* Excerpts from a pointing dataset *
++++++++++
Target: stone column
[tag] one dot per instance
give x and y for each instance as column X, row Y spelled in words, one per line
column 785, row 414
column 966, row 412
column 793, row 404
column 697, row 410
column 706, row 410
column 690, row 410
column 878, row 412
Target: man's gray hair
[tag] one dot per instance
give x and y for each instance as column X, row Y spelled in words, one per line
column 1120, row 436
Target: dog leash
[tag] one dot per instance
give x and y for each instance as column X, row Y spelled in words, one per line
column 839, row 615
++++++++++
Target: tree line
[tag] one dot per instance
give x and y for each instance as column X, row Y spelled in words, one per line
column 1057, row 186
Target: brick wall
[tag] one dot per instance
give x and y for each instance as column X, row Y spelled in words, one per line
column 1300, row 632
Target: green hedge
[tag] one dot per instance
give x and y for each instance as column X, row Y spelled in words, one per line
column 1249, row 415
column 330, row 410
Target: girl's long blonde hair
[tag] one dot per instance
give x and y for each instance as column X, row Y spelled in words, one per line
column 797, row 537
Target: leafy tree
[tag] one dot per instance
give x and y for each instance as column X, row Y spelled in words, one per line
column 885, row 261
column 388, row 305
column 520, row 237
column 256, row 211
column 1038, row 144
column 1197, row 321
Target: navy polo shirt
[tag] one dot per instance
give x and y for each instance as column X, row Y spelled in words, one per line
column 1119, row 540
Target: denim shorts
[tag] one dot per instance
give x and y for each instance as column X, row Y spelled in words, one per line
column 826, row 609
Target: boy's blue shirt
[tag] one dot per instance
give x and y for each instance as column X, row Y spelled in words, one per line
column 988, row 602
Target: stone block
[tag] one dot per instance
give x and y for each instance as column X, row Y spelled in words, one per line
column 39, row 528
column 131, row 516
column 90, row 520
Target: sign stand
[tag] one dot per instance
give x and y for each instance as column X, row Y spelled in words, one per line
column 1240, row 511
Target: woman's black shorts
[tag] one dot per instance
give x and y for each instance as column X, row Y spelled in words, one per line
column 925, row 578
++++++++++
* Exercise directions *
Collect every line of the records above that contains the word "hair", and treat uppercase and lowercase letters as distinct.

* Exercise response *
Target: man's gray hair
Target: girl's long blonde hair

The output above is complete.